Set down each entry from the block beneath, exactly as written.

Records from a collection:
◆ ◆ ◆ ◆

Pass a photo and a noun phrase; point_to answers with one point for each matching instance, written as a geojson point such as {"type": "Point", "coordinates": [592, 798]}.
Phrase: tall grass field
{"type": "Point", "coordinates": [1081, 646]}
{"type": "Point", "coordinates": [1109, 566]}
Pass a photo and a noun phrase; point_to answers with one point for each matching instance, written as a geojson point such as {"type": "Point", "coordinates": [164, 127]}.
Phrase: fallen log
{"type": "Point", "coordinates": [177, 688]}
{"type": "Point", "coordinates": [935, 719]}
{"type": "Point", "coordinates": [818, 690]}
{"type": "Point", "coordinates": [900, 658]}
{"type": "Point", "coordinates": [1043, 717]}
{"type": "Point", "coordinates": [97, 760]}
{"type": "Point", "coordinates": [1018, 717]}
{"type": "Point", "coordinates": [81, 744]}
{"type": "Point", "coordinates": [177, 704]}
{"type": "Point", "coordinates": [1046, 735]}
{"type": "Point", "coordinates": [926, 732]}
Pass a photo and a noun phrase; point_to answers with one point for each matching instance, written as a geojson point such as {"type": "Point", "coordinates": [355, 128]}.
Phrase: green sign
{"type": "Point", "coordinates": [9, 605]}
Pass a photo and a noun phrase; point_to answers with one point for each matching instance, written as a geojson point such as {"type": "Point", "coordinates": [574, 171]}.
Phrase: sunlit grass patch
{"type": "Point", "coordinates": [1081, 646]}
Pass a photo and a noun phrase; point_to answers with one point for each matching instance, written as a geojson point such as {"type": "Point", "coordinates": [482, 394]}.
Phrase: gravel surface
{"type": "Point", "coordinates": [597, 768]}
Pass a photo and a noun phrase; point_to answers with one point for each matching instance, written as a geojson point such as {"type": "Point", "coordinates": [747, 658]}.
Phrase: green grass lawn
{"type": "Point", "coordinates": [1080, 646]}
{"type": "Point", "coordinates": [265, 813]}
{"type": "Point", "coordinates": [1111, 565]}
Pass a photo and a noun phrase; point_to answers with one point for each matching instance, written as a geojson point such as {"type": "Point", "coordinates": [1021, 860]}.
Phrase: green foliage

◆ ◆ ◆ ◆

## WRITTEN RESPONSE
Pass a photo and a noun phrase; point_to answers with one point for each matching instance, written as a geojson point such as {"type": "Point", "coordinates": [592, 798]}.
Phrase: tall grass field
{"type": "Point", "coordinates": [1081, 646]}
{"type": "Point", "coordinates": [1109, 566]}
Pass a photo and a noun phrase; point_to answers with one point for each matching instance, written as a geojson point such as {"type": "Point", "coordinates": [164, 127]}.
Phrase: fallen log
{"type": "Point", "coordinates": [177, 688]}
{"type": "Point", "coordinates": [935, 719]}
{"type": "Point", "coordinates": [818, 690]}
{"type": "Point", "coordinates": [900, 658]}
{"type": "Point", "coordinates": [1043, 717]}
{"type": "Point", "coordinates": [97, 760]}
{"type": "Point", "coordinates": [1018, 717]}
{"type": "Point", "coordinates": [81, 744]}
{"type": "Point", "coordinates": [177, 704]}
{"type": "Point", "coordinates": [1046, 735]}
{"type": "Point", "coordinates": [926, 732]}
Pass a photo and a noun phrase; point_to answers with one point for each matching instance, written as a geojson point such as {"type": "Point", "coordinates": [355, 128]}.
Phrase: green sign
{"type": "Point", "coordinates": [9, 605]}
Pass a photo and a noun phrase; point_to answers with one point for each matching instance, written as a geojson point such as {"type": "Point", "coordinates": [574, 171]}.
Phrase: sunlit grass patch
{"type": "Point", "coordinates": [1081, 646]}
Pass a photo and a noun phrase; point_to answers with one point for each matching instance, written as a geojson point such as {"type": "Point", "coordinates": [482, 394]}.
Phrase: gravel surface
{"type": "Point", "coordinates": [597, 768]}
Pass a photo and a noun phrase; point_to answers with one point for each matching instance, written as a geojson point such as {"type": "Point", "coordinates": [747, 658]}.
Phrase: green grass lawn
{"type": "Point", "coordinates": [1080, 646]}
{"type": "Point", "coordinates": [265, 813]}
{"type": "Point", "coordinates": [1111, 565]}
Pass a photo and a noun phrase; point_to answers with one point for each matching instance, written as a geojson point such as {"type": "Point", "coordinates": [1021, 860]}.
Phrase: green foliage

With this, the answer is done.